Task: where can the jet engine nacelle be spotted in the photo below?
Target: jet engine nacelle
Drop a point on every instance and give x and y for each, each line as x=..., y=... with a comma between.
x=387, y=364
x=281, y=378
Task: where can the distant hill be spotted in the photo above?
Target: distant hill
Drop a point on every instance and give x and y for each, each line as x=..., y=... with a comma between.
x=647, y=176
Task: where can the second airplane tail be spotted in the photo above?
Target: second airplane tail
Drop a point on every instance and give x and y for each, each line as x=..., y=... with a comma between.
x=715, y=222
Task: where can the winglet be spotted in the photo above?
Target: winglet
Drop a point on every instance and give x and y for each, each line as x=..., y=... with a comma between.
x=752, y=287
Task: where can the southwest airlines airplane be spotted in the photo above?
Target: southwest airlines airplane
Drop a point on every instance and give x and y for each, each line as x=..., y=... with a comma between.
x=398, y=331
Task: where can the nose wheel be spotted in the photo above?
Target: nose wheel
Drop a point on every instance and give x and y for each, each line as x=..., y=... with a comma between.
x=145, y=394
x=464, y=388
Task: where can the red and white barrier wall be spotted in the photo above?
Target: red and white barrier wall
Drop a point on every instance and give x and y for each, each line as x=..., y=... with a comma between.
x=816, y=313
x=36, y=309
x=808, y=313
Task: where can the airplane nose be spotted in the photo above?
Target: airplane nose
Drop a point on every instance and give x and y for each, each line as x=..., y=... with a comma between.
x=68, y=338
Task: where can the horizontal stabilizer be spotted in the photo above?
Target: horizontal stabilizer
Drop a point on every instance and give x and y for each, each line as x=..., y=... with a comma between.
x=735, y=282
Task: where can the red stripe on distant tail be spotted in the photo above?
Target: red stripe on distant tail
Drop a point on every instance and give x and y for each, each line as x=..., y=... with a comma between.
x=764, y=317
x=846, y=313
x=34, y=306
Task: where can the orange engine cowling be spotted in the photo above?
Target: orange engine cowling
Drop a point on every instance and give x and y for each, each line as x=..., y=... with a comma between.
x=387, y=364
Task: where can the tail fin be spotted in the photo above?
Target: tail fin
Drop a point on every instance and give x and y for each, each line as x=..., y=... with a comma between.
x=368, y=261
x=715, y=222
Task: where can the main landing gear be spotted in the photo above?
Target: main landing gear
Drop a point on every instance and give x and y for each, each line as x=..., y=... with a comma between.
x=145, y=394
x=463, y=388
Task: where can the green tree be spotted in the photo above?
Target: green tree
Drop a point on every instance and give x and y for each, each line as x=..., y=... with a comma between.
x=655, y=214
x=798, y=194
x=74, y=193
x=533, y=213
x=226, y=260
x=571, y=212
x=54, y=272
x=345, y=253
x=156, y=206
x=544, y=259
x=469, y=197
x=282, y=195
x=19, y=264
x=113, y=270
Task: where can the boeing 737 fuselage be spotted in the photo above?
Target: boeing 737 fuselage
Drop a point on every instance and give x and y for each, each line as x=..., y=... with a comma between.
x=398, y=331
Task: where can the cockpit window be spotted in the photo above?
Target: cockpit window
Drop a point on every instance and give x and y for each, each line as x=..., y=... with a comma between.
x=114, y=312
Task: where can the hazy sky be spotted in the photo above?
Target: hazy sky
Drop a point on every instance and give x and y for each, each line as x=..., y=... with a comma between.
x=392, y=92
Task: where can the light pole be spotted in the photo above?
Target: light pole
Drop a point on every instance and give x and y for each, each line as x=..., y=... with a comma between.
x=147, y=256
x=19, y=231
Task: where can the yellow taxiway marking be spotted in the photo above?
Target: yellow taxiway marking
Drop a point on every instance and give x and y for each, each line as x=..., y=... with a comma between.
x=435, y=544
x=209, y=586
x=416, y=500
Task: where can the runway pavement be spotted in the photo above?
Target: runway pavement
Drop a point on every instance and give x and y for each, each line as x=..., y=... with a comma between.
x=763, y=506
#####
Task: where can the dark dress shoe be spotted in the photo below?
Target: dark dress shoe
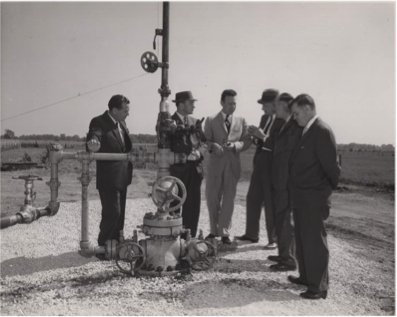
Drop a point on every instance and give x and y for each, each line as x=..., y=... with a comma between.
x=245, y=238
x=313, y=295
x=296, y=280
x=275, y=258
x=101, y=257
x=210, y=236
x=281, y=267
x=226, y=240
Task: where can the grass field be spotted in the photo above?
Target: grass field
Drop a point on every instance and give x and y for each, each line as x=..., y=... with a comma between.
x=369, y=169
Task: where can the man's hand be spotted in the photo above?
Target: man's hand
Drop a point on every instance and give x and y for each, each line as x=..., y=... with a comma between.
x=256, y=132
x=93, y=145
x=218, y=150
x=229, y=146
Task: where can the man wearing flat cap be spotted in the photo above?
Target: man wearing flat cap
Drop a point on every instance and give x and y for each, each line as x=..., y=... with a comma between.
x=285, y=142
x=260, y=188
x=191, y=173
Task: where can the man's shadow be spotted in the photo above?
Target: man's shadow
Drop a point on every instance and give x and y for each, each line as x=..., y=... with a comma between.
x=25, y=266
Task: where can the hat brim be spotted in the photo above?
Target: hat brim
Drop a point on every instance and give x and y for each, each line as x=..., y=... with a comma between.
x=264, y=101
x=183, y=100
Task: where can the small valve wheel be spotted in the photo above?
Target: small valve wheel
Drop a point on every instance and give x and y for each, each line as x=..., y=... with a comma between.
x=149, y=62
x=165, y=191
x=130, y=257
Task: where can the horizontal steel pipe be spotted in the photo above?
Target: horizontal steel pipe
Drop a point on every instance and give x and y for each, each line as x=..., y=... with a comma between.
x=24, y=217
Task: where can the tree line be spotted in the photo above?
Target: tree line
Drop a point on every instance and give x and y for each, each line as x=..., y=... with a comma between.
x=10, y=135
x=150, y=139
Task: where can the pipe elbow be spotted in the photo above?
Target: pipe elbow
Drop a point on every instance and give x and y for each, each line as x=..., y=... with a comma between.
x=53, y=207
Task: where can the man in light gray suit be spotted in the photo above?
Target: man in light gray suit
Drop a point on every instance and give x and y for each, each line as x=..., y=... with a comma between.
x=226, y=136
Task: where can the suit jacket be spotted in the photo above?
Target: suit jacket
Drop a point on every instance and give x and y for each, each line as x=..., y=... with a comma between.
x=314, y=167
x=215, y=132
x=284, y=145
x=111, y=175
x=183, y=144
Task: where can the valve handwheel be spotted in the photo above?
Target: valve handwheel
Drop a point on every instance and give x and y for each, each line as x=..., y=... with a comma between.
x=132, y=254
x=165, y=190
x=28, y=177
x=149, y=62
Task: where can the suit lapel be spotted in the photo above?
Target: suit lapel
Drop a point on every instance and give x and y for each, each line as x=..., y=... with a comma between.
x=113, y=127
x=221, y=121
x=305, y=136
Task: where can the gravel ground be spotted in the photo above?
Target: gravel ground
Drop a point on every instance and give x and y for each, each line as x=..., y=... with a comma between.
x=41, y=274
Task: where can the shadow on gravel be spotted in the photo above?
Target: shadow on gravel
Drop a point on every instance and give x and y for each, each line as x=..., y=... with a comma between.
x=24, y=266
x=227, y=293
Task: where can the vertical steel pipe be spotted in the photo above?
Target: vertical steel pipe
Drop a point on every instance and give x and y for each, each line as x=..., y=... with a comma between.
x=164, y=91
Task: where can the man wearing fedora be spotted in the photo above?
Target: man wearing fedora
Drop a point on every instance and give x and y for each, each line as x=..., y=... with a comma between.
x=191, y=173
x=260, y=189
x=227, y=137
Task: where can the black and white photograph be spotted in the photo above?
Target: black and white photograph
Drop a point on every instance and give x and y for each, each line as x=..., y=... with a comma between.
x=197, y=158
#####
#### YOUR ASSIGNMENT
Find every line above that contains the word "jacket", and return each one.

#### SOLUTION TO THIS PROBLEM
Task: where can the suit jacket be spotted in the photo above?
Target: suit jacket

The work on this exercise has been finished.